■ **STATED TASK**: Extract every line from the entries below that contains the word "jersey", treating uppercase and lowercase as different.

■ **INPUT ROWS**:

=-=-=-=-=

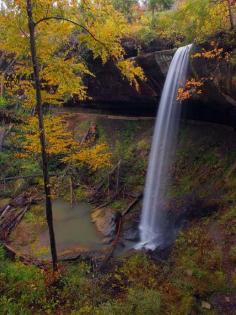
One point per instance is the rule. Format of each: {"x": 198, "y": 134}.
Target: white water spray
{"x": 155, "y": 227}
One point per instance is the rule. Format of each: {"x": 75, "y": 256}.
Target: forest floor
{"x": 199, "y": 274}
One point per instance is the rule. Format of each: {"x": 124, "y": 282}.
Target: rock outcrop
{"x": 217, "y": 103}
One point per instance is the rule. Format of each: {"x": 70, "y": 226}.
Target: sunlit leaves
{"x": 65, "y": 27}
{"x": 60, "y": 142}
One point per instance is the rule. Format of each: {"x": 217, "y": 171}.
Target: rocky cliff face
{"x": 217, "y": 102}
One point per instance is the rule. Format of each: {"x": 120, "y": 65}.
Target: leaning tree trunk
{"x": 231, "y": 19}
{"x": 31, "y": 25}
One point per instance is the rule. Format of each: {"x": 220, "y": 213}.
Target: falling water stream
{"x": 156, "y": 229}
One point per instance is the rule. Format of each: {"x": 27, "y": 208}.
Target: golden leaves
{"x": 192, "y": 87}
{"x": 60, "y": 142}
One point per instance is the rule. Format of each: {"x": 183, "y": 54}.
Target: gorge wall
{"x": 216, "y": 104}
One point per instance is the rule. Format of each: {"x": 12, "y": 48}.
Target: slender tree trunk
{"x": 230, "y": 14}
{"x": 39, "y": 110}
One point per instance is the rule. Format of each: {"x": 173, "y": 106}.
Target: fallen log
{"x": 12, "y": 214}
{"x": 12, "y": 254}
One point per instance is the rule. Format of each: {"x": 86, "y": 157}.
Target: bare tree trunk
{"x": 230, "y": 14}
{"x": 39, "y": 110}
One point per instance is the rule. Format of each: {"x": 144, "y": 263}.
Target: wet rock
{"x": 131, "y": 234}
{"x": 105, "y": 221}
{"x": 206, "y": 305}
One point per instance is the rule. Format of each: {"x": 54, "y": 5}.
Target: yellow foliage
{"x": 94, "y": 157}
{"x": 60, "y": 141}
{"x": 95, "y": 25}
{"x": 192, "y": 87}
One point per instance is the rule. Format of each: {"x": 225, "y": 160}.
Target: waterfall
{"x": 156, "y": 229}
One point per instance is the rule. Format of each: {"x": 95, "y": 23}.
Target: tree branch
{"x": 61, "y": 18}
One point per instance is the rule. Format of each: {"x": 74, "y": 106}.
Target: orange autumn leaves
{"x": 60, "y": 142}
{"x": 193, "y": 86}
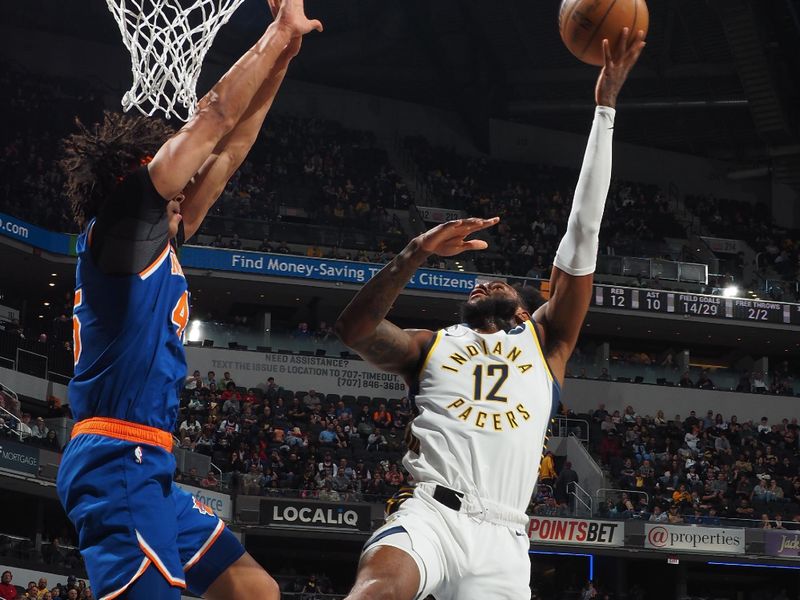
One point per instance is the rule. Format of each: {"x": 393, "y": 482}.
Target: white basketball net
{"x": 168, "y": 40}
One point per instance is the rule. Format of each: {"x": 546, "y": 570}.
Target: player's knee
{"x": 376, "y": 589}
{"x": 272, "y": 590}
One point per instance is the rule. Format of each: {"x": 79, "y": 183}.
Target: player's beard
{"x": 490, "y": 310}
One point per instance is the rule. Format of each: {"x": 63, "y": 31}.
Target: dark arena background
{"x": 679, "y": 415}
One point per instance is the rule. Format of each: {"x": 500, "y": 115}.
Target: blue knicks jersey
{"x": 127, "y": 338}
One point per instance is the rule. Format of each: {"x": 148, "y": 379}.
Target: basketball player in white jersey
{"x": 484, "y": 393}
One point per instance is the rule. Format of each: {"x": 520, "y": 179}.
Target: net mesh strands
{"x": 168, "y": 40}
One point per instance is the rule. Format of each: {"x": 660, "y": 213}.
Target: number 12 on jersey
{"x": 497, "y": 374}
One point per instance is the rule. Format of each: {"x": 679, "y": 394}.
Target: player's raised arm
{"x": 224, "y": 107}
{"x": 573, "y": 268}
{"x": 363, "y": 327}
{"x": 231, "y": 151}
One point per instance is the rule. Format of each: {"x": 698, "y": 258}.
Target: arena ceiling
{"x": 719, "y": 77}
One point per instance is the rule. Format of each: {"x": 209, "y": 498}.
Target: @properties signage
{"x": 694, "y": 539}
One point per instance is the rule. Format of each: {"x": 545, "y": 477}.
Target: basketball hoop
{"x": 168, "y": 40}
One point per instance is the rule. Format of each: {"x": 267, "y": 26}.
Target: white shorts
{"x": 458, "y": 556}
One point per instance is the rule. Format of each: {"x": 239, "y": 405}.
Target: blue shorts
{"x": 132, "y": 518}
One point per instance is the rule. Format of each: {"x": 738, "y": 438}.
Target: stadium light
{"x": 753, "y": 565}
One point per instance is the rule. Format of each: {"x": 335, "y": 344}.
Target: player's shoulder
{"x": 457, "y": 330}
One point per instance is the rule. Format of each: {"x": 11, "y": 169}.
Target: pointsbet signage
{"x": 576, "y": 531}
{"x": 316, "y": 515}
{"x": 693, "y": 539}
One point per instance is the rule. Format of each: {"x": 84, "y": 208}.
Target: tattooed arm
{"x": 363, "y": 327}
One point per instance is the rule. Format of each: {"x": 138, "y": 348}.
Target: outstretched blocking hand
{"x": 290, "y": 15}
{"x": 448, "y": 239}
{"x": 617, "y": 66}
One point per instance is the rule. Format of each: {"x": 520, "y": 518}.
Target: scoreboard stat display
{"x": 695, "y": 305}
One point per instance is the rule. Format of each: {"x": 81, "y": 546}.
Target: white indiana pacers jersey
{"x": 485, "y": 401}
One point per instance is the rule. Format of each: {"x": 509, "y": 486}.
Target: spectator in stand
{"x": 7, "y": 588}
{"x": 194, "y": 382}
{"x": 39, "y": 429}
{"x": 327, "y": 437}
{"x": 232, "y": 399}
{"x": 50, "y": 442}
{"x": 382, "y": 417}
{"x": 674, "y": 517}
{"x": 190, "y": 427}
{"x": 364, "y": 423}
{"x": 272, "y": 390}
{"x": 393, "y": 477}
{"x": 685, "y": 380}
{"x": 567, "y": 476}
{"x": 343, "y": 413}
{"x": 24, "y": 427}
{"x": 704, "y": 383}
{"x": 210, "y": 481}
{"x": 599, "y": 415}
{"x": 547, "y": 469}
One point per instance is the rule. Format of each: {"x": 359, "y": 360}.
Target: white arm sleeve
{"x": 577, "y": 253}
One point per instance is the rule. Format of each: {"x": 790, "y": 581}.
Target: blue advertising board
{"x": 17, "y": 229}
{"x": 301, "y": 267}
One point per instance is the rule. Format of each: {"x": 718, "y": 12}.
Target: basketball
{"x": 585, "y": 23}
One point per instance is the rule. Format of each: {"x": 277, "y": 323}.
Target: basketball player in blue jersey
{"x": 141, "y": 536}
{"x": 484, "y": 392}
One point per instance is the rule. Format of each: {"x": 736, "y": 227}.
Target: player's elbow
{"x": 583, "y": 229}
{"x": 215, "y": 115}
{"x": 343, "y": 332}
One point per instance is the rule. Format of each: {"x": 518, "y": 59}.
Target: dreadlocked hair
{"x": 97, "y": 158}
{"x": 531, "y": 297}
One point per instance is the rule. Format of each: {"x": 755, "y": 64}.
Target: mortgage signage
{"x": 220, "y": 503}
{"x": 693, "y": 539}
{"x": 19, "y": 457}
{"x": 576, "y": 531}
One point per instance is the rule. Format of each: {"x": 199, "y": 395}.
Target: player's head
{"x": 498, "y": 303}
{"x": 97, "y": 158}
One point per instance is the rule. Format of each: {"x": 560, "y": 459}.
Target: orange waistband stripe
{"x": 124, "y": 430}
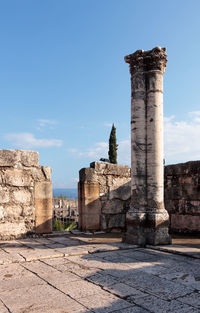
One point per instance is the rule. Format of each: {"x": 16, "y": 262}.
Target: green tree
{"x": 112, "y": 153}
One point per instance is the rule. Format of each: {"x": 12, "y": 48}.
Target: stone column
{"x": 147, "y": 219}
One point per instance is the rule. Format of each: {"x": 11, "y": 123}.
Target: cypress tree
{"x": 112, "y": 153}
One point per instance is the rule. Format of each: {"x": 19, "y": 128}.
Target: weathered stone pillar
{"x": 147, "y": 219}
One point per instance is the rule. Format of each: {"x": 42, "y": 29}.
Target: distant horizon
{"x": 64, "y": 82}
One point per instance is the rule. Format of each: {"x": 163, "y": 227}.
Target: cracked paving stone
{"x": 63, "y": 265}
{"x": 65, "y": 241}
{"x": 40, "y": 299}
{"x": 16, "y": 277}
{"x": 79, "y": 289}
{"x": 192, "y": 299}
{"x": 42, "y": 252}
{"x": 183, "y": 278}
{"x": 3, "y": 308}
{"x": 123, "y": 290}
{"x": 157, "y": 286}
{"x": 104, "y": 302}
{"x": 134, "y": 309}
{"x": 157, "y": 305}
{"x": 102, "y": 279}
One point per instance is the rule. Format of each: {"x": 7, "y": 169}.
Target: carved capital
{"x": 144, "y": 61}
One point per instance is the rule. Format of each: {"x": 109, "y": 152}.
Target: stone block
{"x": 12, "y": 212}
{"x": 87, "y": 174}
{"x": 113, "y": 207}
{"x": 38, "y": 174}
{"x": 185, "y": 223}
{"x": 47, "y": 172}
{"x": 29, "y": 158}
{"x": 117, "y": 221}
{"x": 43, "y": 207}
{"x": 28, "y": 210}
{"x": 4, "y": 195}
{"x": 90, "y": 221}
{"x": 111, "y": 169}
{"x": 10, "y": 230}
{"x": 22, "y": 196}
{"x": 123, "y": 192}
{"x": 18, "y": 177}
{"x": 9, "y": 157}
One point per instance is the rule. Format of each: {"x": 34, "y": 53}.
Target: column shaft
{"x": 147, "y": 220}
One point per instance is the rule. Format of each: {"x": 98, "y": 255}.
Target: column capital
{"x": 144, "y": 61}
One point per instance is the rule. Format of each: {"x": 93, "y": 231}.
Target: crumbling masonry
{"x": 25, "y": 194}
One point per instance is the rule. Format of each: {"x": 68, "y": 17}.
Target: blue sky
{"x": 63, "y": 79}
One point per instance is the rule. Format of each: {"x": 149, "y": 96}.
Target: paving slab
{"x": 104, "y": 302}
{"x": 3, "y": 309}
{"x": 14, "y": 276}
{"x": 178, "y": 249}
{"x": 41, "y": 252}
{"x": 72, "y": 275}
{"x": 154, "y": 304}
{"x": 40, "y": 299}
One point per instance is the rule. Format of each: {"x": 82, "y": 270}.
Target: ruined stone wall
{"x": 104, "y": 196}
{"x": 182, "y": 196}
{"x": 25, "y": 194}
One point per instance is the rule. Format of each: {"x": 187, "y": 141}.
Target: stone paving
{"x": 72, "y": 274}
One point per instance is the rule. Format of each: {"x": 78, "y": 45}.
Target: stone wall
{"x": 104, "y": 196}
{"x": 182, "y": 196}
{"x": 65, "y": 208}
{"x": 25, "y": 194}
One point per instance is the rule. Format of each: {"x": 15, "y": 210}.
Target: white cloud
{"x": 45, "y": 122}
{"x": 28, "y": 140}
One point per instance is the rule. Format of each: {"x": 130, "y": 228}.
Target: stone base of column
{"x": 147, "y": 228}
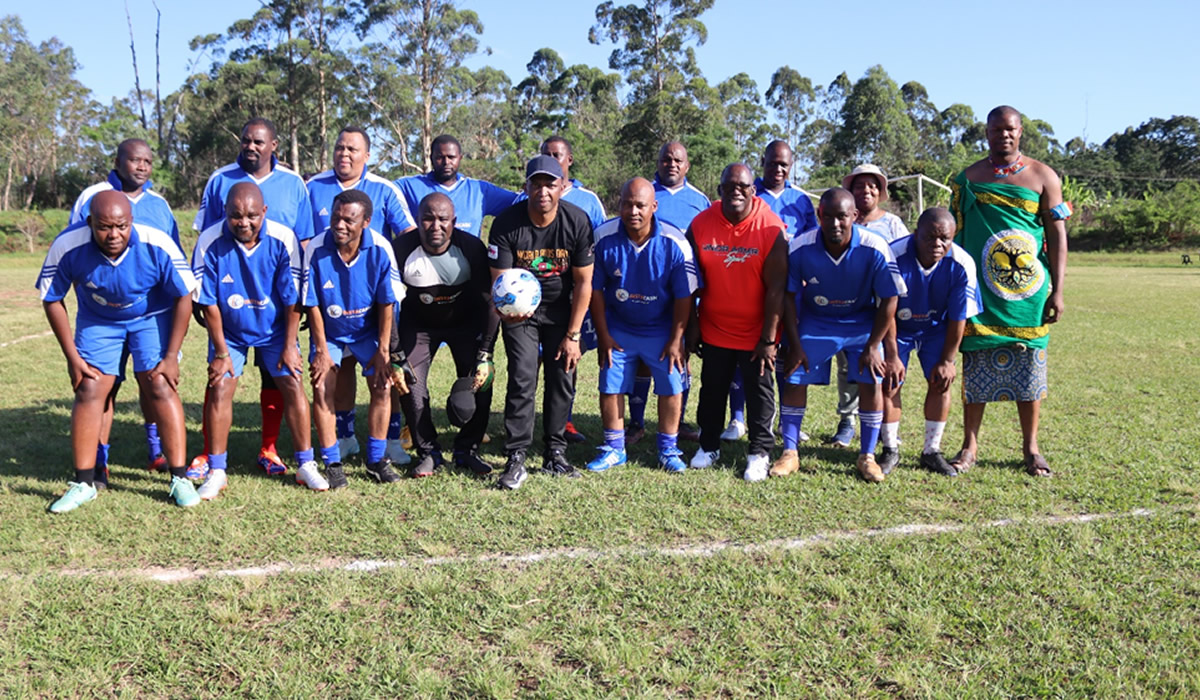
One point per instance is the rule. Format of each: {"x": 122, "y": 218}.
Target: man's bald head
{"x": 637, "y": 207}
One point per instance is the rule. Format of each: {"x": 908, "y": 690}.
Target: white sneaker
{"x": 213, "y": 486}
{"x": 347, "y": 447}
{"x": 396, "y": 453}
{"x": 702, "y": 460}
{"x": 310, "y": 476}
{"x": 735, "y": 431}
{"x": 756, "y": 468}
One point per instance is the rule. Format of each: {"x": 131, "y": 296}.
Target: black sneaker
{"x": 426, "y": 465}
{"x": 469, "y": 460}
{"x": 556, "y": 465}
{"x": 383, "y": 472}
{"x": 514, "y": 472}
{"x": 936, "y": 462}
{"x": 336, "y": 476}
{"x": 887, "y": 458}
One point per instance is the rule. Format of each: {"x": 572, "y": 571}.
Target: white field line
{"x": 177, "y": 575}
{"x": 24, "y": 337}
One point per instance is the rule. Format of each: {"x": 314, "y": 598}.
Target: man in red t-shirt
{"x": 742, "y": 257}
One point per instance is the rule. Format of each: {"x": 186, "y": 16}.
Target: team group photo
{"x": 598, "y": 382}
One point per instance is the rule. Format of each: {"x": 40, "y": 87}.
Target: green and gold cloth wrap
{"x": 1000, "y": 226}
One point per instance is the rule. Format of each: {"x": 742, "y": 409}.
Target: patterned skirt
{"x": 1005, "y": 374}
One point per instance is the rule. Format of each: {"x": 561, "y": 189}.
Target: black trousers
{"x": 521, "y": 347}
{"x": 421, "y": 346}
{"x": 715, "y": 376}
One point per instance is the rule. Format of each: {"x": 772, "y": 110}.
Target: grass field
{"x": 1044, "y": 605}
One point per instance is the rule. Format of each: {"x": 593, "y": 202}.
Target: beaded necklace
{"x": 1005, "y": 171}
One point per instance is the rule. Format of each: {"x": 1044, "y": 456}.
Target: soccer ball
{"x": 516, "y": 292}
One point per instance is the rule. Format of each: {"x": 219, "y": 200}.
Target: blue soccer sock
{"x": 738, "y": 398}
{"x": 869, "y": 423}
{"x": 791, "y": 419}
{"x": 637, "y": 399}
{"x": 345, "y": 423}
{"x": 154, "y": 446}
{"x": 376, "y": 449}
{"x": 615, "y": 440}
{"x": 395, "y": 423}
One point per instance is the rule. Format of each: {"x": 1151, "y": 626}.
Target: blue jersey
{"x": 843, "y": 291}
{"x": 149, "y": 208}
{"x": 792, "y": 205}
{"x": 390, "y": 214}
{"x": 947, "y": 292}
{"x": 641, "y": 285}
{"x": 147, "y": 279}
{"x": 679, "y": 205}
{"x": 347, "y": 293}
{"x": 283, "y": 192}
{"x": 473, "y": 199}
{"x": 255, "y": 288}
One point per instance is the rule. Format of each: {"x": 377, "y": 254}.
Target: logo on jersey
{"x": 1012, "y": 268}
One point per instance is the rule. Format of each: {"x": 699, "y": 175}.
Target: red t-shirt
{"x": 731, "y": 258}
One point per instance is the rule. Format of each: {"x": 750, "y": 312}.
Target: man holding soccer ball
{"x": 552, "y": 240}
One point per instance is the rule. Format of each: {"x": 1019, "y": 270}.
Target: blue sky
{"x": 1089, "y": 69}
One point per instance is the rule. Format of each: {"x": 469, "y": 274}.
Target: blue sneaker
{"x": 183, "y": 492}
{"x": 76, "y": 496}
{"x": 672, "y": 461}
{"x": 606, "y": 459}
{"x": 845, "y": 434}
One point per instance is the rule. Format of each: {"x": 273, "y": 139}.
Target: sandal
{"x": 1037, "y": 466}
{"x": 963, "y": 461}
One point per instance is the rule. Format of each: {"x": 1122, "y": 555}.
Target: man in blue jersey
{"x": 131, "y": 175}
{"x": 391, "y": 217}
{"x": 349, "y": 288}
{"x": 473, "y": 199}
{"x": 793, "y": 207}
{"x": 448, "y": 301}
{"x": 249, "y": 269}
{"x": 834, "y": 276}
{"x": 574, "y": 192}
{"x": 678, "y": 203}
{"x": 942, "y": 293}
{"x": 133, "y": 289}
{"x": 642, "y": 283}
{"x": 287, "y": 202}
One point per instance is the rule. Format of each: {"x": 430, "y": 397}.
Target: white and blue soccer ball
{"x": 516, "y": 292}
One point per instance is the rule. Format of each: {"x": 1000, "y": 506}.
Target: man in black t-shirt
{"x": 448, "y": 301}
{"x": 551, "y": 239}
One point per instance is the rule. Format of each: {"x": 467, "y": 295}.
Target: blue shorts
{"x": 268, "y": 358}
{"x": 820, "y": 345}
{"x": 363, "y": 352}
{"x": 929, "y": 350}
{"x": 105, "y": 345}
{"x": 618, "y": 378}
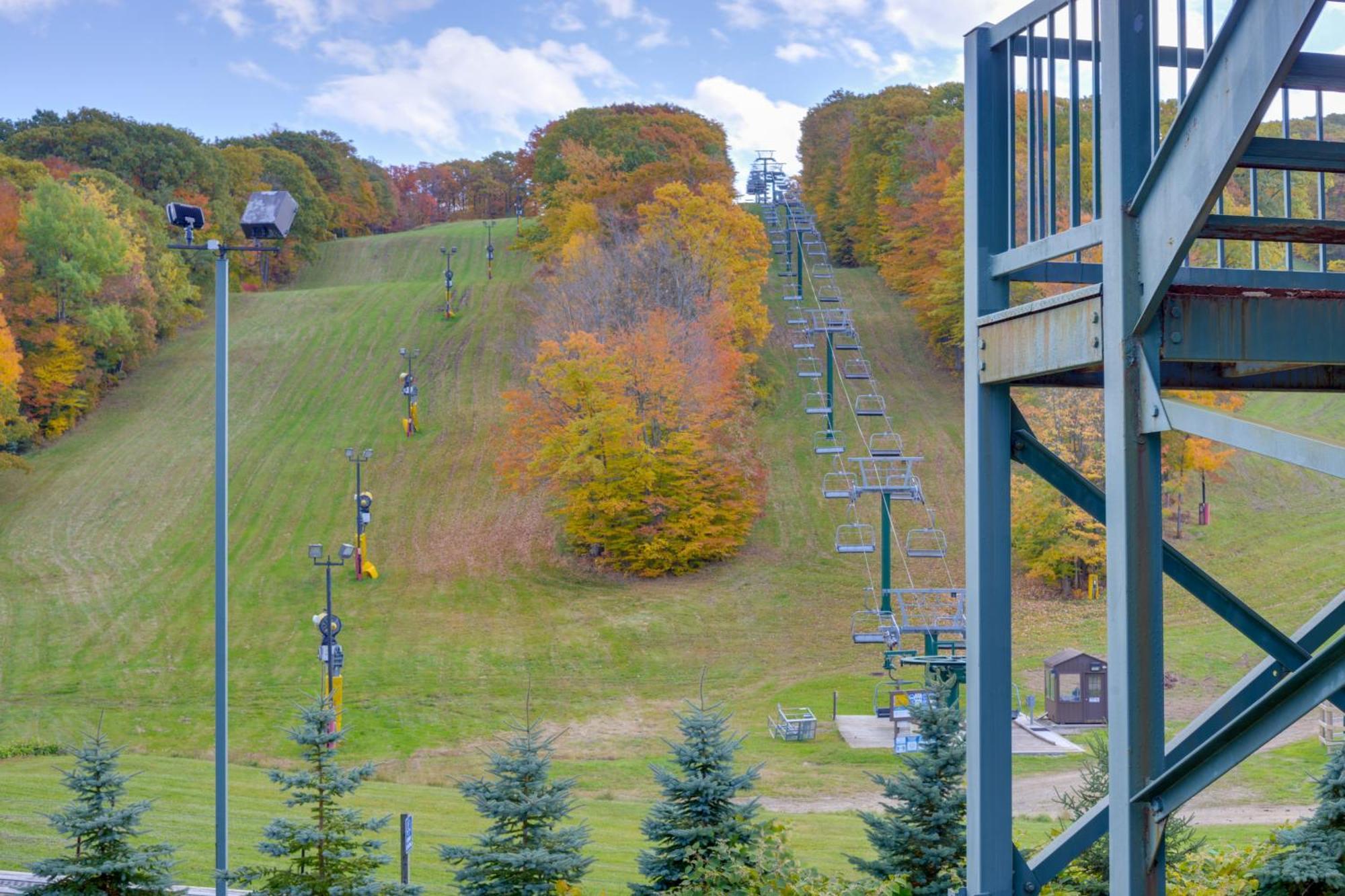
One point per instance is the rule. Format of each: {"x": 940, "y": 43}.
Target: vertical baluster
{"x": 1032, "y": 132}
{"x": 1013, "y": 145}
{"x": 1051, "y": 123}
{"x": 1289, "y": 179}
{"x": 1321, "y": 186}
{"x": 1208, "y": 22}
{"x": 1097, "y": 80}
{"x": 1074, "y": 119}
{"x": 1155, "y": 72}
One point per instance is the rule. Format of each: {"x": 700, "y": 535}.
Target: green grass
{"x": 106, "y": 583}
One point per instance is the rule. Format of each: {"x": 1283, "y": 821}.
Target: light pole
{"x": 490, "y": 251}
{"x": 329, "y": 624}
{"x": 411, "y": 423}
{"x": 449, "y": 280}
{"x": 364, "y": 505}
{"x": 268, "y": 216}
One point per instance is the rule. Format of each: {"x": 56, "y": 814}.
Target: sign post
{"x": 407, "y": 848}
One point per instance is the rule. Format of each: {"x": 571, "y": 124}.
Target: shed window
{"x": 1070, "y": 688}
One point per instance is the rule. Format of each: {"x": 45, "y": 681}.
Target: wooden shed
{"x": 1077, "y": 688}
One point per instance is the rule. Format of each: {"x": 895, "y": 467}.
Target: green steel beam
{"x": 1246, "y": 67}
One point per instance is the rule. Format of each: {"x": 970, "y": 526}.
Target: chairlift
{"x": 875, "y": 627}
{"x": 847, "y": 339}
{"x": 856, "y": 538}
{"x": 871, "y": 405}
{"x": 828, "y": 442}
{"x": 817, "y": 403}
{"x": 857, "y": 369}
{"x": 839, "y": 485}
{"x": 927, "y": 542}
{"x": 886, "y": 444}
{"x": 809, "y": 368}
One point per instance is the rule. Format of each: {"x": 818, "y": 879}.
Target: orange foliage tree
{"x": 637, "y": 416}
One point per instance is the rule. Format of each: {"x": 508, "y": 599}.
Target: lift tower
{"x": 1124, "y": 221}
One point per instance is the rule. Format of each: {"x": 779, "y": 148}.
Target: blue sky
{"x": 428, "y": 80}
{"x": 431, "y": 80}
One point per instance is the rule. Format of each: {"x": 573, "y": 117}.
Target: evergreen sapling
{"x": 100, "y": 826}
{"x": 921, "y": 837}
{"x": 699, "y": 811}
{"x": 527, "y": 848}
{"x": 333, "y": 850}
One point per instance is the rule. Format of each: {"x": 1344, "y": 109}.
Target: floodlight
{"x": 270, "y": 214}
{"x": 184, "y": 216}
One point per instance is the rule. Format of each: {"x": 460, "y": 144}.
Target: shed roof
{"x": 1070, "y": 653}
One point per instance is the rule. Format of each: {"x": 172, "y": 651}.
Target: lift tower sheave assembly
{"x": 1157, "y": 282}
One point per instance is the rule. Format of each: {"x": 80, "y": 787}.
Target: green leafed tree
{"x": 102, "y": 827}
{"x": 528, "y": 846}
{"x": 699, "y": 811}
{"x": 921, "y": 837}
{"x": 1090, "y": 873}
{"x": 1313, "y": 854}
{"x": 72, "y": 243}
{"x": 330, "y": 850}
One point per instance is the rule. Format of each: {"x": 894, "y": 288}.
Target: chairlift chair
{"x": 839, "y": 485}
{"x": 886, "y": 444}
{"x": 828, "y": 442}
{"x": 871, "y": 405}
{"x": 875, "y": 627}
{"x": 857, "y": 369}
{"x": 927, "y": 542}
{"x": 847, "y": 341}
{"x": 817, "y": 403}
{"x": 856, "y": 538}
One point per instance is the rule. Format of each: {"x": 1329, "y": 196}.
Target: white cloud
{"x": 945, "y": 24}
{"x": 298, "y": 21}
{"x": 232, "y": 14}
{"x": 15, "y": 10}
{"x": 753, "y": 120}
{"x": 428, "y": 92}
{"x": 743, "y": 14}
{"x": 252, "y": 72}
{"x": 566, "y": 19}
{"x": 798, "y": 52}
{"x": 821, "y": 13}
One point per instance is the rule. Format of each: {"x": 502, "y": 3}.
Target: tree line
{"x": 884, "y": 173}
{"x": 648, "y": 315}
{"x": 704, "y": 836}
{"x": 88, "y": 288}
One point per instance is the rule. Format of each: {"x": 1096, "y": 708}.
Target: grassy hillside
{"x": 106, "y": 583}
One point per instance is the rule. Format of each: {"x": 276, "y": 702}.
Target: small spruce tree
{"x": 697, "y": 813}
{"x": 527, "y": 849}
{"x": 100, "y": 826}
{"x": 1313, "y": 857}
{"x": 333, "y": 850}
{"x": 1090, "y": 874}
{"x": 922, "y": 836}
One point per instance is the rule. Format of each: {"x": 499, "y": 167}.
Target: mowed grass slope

=-=-=-=-=

■ **CORRECT RESULT**:
Target: blue knicks jersey
Target: basketball player in white jersey
Target: number 12 on jersey
Target: white indiana pacers jersey
Target: basketball player in blue jersey
Target: blue jersey
Target: logo on jersey
Target: man in blue jersey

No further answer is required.